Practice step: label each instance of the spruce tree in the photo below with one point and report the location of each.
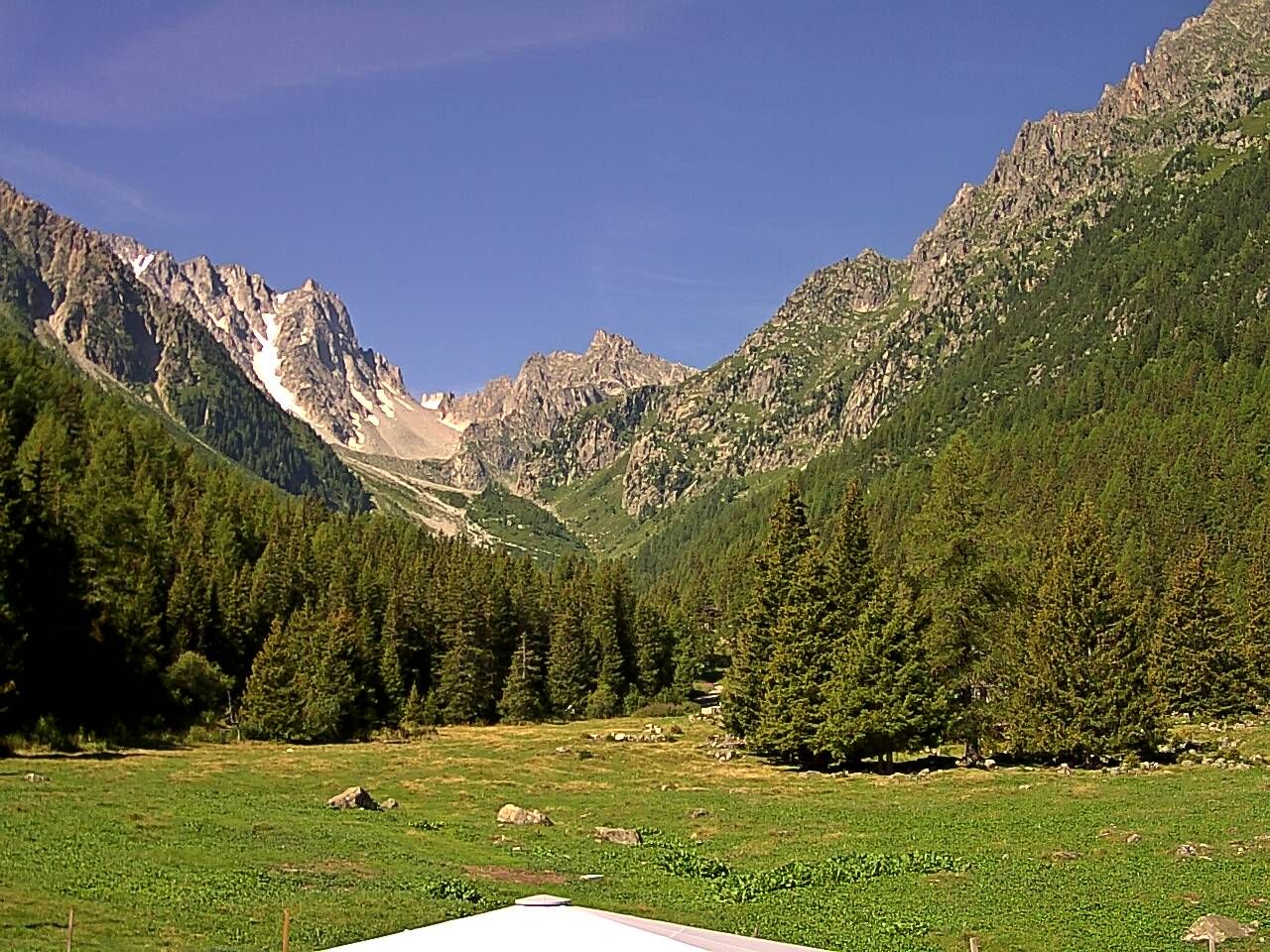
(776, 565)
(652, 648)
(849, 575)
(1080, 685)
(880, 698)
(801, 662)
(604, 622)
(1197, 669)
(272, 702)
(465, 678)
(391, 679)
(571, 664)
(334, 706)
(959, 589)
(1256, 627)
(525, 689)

==

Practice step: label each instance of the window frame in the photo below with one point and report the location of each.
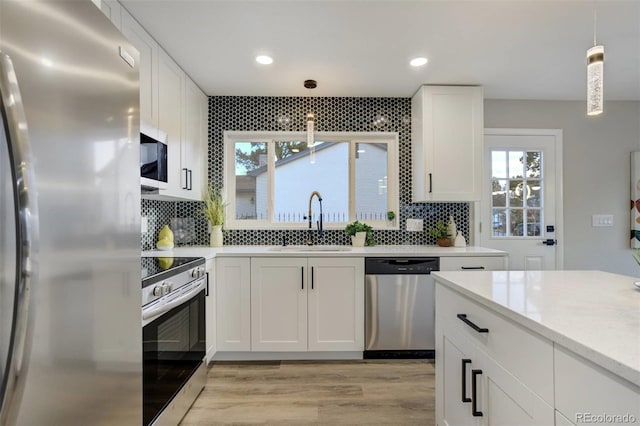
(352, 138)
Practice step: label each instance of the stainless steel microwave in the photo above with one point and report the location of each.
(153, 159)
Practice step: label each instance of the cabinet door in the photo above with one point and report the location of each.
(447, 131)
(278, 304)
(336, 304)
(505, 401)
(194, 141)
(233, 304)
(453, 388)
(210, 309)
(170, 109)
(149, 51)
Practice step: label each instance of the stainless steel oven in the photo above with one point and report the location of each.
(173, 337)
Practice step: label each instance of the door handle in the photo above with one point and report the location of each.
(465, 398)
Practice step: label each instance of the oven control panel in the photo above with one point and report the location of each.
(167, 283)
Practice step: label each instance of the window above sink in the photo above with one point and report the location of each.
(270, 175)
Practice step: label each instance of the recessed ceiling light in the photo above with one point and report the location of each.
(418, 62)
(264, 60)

* * *

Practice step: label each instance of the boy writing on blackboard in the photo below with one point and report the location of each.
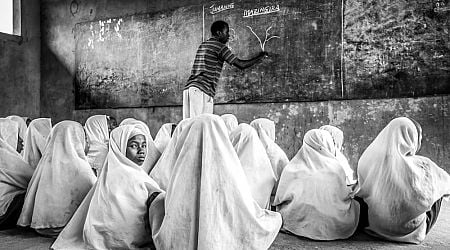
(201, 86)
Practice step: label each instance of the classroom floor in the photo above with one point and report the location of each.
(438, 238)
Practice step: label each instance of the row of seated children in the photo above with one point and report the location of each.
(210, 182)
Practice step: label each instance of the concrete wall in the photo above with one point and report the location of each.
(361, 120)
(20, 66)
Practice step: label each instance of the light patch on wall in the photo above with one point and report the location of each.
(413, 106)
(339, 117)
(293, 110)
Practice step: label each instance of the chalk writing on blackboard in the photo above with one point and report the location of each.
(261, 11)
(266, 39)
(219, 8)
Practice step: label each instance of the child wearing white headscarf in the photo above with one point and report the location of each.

● Task directions:
Convert the lines of the listing into a numbered list, starting at the line that contains "Practice step: label each instance of the light" and stopping after the line that contains "Practice step: label each instance of the child". Include both of those lines and leave out any blank lines.

● Output of the exercise:
1. Practice step: label each instance of the light patch on wall in the photo above with one point and report the location of each.
2. (413, 106)
3. (339, 117)
4. (293, 110)
5. Practice step: label each instance of the chalk writing on blackboard in the photo above with one point and report the location of each.
6. (261, 11)
7. (266, 39)
8. (219, 8)
9. Practice step: label each instance of the child wearing white headscarf in the photo above with one point and report the location of each.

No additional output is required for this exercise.